Quoted passage>
One Question: Natalie Singer

HYPERTEXT MAGAZINE ASKED NATALIE SINGER, AUTHOR OF THE MEMOIR CALIFORNIA CALLING: A SELF-INTERROGATION, “WHAT QUESTION DO YOU WISH YOU’D BEEN ASKED ABOUT YOUR WORK?”

Question: What’s with all the questions in the book, and who is the interrogator in your story?

Answer: I write early on in California Calling that I have a complex relationship with interrogation—a personal and ancestral history of being subjected to questioning by those who have power over my or my family’s lives.

The sharpest point of that history is a memory I have of being a witness in a courtroom when I was a teenager. I went onto the witness stand confident, feeling like I would set the record straight. What happened there instead changed the rest of my girlhood and has haunted me since.

For a long time, I didn’t know why the recurring memory of this courtroom, with me as a teenage girl on the witness stand, a thin flash of memory vivid but also vague, stood out to me. It came back constantly. On the witness stand I was made to answer for my mother’s and female ancestors’ sexual transgressions, for my parents’ teenage love and my own sexuality, for patriarchy and for the patterns, chosen and forced, that moved my people across borders for centuries.

Challenge 1>
In the Natalie Singer interview, what is the full title of her memoir?
Challenge 2>
Condense the paragraph of the Natalie Singer interview that begins "For a long time, I didn't know why" into a shorter version that keeps its main facts.
Challenge 3>
Extend the Natalie Singer interview by writing what comes after its final sentence.

Some records>
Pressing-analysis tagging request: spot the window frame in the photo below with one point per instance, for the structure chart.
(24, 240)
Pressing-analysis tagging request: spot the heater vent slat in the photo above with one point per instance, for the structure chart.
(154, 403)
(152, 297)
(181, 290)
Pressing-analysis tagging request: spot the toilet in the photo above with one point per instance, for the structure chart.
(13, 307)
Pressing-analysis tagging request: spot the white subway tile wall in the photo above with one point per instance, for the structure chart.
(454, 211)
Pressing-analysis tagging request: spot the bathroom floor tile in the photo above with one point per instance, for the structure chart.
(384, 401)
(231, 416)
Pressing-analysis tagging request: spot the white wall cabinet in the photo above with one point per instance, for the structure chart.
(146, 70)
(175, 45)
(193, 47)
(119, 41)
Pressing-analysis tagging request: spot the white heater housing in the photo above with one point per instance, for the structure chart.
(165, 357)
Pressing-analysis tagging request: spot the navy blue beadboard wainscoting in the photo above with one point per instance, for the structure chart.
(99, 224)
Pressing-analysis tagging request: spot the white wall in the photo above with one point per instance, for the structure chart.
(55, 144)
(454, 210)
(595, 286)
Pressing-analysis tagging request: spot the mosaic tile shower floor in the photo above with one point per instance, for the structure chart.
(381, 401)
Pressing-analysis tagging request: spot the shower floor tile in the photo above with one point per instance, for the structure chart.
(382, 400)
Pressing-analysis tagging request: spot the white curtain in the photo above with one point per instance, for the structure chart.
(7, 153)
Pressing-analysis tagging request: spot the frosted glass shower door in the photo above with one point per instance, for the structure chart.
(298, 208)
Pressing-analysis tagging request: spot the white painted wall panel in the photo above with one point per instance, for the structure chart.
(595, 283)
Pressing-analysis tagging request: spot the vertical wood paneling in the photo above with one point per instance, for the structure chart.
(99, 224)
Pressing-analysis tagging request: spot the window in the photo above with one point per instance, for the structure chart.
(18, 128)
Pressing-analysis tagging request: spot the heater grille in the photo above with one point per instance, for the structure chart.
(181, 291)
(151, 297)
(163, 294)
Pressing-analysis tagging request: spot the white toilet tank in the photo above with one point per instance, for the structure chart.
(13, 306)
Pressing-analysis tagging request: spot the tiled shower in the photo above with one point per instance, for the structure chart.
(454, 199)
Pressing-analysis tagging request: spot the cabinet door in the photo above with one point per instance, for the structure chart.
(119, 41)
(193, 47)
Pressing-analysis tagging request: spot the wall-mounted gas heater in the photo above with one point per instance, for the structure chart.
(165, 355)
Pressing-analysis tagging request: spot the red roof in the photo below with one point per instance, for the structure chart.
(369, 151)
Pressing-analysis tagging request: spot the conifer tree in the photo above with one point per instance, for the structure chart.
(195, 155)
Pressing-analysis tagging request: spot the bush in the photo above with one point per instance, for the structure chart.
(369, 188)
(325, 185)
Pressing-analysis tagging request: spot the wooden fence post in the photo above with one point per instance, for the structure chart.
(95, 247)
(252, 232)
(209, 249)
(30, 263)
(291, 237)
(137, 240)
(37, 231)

Final answer 1>
California Calling: A Self-Interrogation

Final answer 2>
For years I didn't understand why the recurring memory of myself as a teenage girl on the witness stand stood out, vivid yet vague, and kept returning. There I was made to answer for my mother's and female ancestors' sexual transgressions, my parents' teenage love, my own sexuality, patriarchy, and the chosen and forced patterns that moved my people across borders for centuries.

Final answer 3>
The memory of this courtroom become stuck in the center of all my thinking. The experience, and what happened after, pushed me fully into a type of silence that I have come to think of as the silence of girlhood.

Yet it was 20 years of flashbacks before I could begin to conceive of that moment on the witness stand, and some of the moments before it, as exploitations, and to constellate them among other moments and interrogations that formed a truth about my world over which I had no control.

(Incidentally, my fixation on a repetitive flash of memory is, it turns out, ordinary. A traumatic event is not assimilated or experienced fully at the time, Cathy Caruth tells us, but only belatedly, in its repeated possession of the one who experiences it: To be traumatized is precisely to be possessed by an image or event. Although living through trauma exposes the traumatized person to a seemingly unbearable degree of isolation, Caruth argues, the very act of surviving trauma entails discovering new ways of relating and being related to others.)

I began to feel like my book should ask, not only with its content but with its form: How can we speak again after a silencing?

I wondered whether form could be a response to silence. Interrogation is an experience, a scaffold, which for me stretches back into ancestry, into the experiences of women before and around me.

In speech act theory, performative utterances not only describe a given reality but, in enacting the thing they say, change the reality described: “I promise.” “I do [take you to be my wife].” “I swear.” “I testify.” Shoshana Feldman tells us that testimony is one of the most viable responses to trauma, and that by bearing witness, we can become mediums to transmit truth.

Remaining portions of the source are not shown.